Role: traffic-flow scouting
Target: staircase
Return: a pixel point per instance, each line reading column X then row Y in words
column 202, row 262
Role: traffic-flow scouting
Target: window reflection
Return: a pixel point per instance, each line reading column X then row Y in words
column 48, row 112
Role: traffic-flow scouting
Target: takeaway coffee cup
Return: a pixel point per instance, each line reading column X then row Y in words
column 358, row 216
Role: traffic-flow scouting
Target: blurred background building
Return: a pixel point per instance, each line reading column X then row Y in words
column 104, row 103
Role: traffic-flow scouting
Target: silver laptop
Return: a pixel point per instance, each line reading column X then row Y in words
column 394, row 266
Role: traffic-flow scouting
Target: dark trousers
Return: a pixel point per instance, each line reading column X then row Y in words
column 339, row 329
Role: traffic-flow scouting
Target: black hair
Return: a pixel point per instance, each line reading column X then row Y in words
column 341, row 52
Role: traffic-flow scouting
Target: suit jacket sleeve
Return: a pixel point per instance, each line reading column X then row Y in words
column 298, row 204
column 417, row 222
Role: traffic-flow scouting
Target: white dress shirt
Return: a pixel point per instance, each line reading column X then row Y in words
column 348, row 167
▬▬▬▬▬▬▬▬▬▬
## Activity:
Set down the entries verbatim, leaving none out.

## Output of the exercise:
Role: traffic-flow scouting
Target: staircase
Return: a pixel point per instance, each line reading column X then row Y in words
column 202, row 262
Role: traffic-flow scouting
Target: window reflection
Return: a pixel point per instance, each line reading column X then row Y in words
column 48, row 112
Role: traffic-flow scouting
Target: takeaway coffee cup
Return: a pixel point per instance, each line reading column X then row Y in words
column 358, row 216
Role: traffic-flow scouting
Target: blurred background building
Return: a pixel point per instance, each line reading column X then row Y in words
column 104, row 103
Role: traffic-flow scouting
Target: silver laptop
Return: a pixel point per instance, each line reading column X then row Y in words
column 394, row 266
Role: traffic-flow scouting
Target: dark trousers
Return: a pixel point per instance, each line reading column X then row Y in words
column 339, row 329
Role: traffic-flow scouting
Target: black hair
Return: a pixel point per instance, each line reading column X then row Y in words
column 341, row 52
Role: traffic-flow scouting
Target: suit jacket sleeve
Return: a pixel point per instance, each line reading column X then row Y in words
column 298, row 204
column 417, row 222
Role: traffic-flow scouting
Target: white dress shirt
Return: a pixel point per instance, each line reading column X then row Y in words
column 348, row 167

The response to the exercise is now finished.